• Goal of the exercise: From the text below on the SACP and the CPUSA, list every anti-Communist law that it names, with the year given for each.

• Text shown:
━━━━━━━━━━━━━━━━━━━━

No more than there is any reason to be be defensive or apologize for the CPUSA, which in its struggles to build anti-racist united fronts and peoples front movements and organizations shares a good deal with SACP, including a common history of anti-Communist legislation aimed to destroying not only both parties but all mass organizations of these peoples fronts by portraying them as "fronts" for a Soviet directed "world communist conspiracy."
First, the SACP-ANC alliance was essentially a united front which operated in the context of a racist dictatorship. The ANC's socialist oriented Freedom Charter was the most tangible expression of that United Front. It was not remarkable for individuals to be formal members of both groups in United Front situations where elections were not at issue(In China for example, there were during the United Front of the 1920s between Sun Yat-sen's Kuomintang and the Chinese Communist Party, this was fairly common). These were very fluid situations, in which in the 1920s the only major nation in the world which was advancing an anti-imperialist policy was the Soviet Union, in words and deed--in fact, even in words, ruling media portrayed imperialist policies in glowing terms throughout the Euro-American world In South Africa, life for the opponents of apartheid was a little like life in Fascist Italy or Vichy France, where individuals and groups formerly opposed to each other(the ANC for example had rejected the SACP in the 1930s) where drawn together by common experiences against a common enemy
Those who throw words like "Stalinism" either because they belong to rival left factions, or think that it is expected of them , might remember that there weren't in the 1950s and 1960s any "Trotksyist", Luxembourgist," "Democratic Left country or organizations providing material aid, including arms to the liberation struggle in South Africa. That came from the Soviet Union and its allies, while the de jure and de facto support for the Apartheid regime came from the U.S-NAT0 bloc allies, consisting of the former colonial powers in Africa. .
After it was revealed that the Central Intelligence Agency played a leading role in the capture of Nelson Mandela in South Africa an American reporter asked Marlin Fitzwater, George HW Bush's press Secretary replied testily that those events happened long ago in another administration. When Mandela died, I wrote on the Political Affairs Blog that such a formal apology would be a huge step forward for the Obama administration in Africa. I guess now that it has been revealed that Nelson Mandela was a member of SACP at the time that will possibly become a justification for the CIA's actions, not only for the right but for old and new "cold warriors." I still think that a formal apology from the U.S. government to South Africa for the CIA's actions is something that all labor and progressive activists in the U.S. should demand and it would be nice to see the New York Times join in that
The SACP like majority communist parties through the world, whatever their size, were part during and after the period of the Comintern of a world movement in which the Soviet Union was first the world's only socialist country and , then a great power offfering aid to a great many national liberation struggles in the world against the capitalist/imperialist countries.
That large and powerful Communist parties in France and Italy and other countries which were democracies and where they had democratic rights became critical of Soviet policies in the late 1950s and afterwards is understandable. That Communist Parties like the SACP which faced the Suppression of Communism Act(1950) and multi-faceted repression in a "Master Race Democracy" where only whites could vote and the CPUSA which faced the McCarran Internal Security Act(1950) the Communist Control Act(1954) and multi-faceted repression is also or should be understandable.

━━━━━━━━━━━━━━━━━━━━

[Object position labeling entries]
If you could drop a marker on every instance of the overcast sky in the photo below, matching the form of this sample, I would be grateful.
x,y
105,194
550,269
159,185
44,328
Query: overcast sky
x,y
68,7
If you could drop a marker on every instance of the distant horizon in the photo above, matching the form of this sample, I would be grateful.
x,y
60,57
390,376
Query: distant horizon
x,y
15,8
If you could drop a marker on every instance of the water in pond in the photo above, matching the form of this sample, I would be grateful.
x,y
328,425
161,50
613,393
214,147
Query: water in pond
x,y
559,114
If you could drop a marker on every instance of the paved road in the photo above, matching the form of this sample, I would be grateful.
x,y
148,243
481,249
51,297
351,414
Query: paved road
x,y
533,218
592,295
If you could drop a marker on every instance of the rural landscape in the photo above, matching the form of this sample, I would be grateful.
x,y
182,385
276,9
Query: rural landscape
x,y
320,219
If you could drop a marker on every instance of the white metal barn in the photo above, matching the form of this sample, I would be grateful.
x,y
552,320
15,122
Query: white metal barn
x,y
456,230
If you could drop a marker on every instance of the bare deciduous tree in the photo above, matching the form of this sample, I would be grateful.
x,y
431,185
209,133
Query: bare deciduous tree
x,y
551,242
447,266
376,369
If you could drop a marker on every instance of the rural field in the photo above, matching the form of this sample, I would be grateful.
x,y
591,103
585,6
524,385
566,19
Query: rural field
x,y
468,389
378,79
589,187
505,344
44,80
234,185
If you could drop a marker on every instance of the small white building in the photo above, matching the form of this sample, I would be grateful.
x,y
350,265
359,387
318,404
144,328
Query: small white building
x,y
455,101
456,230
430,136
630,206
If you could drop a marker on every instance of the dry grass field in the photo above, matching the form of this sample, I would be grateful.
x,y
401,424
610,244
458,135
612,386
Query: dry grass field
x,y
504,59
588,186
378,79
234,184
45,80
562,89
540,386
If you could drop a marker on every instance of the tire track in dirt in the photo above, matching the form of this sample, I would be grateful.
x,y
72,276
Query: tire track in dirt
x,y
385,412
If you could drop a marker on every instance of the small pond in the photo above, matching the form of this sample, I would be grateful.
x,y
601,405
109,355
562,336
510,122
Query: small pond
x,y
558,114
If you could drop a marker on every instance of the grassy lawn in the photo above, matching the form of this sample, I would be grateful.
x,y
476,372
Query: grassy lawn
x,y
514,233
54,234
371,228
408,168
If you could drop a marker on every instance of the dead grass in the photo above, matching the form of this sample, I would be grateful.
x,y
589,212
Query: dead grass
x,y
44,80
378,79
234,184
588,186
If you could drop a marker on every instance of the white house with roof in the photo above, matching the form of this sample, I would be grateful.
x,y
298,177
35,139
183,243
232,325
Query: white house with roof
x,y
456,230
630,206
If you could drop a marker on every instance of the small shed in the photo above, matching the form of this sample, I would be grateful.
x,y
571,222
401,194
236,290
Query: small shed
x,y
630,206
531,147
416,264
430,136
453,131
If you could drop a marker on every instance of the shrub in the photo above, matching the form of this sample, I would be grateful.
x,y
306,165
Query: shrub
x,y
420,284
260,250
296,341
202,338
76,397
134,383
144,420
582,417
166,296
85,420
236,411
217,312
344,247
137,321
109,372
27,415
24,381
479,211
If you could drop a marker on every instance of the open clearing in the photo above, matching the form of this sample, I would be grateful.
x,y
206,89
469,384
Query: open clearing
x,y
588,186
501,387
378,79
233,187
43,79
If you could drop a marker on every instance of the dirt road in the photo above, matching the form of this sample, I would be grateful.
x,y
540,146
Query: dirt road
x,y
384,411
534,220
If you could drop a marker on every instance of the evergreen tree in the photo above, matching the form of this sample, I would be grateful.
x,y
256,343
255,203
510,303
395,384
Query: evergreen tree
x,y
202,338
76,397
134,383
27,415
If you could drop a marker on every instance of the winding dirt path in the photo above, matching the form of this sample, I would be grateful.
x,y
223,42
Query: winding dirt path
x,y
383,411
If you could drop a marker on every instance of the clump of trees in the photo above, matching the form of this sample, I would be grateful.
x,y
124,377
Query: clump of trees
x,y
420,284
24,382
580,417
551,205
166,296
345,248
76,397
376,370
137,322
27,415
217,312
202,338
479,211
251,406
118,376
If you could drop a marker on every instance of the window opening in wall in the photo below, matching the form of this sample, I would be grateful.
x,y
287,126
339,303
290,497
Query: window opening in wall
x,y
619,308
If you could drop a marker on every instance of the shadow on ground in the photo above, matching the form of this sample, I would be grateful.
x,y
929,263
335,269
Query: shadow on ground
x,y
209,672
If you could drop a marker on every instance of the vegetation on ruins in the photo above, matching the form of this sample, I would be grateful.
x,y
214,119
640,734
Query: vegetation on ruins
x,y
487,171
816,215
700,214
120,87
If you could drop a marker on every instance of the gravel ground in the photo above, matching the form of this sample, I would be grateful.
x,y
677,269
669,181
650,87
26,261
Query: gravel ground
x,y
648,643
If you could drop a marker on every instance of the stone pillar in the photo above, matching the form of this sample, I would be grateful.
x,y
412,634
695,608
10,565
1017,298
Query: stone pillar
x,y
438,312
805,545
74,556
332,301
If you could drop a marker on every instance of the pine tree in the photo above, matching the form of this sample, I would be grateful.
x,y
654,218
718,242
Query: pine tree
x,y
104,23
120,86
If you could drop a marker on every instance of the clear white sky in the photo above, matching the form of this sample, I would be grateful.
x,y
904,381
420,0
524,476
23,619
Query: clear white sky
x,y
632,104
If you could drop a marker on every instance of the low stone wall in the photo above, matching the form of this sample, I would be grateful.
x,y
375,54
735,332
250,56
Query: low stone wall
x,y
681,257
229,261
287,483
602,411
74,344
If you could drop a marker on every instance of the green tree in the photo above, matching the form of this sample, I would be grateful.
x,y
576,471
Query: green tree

━━━━━━━━━━━━━━━━━━━━

• Answer for this exercise:
- Suppression of Communism Act (1950)
- McCarran Internal Security Act (1950)
- Communist Control Act (1954)